- **Task to carry out**
Go over the data below line by line, and state how many lines contain the string "slab". Give the number only.

- **Exercise data**
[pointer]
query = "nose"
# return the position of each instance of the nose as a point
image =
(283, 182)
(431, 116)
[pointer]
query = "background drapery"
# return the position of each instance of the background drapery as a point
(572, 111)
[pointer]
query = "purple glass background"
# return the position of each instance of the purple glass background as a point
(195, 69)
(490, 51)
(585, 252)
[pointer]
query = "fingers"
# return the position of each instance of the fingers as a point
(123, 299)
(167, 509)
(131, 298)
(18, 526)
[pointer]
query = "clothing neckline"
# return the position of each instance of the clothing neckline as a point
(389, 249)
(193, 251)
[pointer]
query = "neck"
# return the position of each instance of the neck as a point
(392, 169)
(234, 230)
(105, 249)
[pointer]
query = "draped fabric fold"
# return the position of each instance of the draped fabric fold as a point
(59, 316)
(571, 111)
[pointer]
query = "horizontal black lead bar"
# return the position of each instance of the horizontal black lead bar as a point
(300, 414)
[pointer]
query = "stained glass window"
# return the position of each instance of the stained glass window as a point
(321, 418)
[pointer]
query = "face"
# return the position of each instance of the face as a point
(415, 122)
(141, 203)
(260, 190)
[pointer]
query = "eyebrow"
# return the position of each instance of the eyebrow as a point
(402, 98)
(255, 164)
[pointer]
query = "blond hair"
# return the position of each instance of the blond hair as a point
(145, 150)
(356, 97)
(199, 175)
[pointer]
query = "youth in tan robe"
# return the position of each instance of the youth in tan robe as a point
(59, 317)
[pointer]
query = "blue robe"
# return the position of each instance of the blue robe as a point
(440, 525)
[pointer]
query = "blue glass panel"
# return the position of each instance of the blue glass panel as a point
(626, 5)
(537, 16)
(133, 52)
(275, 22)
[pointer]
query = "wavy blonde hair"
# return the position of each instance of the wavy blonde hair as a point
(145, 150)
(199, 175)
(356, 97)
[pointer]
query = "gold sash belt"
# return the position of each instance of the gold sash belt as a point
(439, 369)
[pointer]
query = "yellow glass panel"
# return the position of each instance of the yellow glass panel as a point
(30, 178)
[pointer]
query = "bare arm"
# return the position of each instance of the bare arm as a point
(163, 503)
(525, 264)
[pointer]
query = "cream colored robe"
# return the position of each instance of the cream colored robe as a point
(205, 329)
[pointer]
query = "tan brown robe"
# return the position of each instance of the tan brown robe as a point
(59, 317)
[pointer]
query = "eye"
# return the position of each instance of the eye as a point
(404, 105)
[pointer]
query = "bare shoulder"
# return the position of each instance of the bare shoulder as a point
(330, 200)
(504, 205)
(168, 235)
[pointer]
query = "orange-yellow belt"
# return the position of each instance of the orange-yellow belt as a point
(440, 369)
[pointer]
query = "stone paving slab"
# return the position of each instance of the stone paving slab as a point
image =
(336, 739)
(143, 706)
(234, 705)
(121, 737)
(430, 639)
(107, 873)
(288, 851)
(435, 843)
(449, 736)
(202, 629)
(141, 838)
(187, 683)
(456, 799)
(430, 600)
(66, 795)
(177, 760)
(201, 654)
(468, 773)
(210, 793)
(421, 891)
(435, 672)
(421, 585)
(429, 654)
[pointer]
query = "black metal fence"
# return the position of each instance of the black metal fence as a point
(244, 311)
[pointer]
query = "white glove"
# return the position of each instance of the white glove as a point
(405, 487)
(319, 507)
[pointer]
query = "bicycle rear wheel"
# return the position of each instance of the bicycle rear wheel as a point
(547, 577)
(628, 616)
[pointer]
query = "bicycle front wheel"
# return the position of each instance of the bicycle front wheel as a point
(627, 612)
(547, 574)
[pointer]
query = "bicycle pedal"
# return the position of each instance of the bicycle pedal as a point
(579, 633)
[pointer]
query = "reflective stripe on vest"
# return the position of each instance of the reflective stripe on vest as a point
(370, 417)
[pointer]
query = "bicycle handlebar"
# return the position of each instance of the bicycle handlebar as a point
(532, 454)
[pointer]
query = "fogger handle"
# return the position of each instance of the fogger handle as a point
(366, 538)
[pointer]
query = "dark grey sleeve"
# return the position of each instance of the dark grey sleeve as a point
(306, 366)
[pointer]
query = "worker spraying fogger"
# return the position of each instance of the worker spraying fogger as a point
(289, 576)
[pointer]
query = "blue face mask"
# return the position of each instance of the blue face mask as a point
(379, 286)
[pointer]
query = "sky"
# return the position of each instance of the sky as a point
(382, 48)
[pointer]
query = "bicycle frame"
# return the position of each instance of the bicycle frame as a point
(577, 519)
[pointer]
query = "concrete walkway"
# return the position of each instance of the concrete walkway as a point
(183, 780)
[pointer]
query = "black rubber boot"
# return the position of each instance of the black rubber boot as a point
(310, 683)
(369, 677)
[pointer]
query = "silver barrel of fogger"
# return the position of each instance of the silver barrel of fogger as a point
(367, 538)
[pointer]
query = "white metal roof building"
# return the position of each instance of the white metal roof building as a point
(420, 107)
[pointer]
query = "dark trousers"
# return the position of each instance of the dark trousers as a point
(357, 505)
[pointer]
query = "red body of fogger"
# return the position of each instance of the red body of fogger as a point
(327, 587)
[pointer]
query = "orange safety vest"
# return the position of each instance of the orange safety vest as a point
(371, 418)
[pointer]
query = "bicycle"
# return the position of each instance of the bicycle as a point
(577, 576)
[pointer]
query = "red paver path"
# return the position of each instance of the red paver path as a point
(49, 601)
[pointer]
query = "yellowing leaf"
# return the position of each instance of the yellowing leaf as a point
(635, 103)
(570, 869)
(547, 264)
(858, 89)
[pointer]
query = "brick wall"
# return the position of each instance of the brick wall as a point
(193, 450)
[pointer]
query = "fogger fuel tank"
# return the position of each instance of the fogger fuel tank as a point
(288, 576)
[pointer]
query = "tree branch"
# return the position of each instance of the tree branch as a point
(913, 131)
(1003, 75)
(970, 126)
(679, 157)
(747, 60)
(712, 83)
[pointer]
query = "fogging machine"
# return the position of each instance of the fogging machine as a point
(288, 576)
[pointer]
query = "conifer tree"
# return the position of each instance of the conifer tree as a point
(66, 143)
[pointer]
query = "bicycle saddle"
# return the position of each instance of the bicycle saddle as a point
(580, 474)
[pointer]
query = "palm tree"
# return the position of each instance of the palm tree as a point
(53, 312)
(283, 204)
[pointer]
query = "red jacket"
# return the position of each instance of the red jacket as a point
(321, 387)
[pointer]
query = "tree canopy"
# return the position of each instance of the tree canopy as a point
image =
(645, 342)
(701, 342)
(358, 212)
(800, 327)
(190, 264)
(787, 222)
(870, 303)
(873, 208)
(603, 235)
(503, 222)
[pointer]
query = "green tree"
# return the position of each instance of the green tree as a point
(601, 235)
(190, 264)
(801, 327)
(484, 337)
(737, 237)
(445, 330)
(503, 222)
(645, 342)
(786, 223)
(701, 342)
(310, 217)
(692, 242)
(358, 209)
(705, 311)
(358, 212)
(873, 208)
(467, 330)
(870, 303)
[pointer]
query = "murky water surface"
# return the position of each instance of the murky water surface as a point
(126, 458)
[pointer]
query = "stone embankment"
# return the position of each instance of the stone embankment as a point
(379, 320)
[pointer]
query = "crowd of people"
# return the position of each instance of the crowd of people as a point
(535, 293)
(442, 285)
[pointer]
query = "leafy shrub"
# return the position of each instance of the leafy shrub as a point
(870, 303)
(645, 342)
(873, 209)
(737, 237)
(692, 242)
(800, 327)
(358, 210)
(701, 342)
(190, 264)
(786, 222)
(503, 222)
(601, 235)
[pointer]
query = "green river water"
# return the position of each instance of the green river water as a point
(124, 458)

- **Exercise solution**
2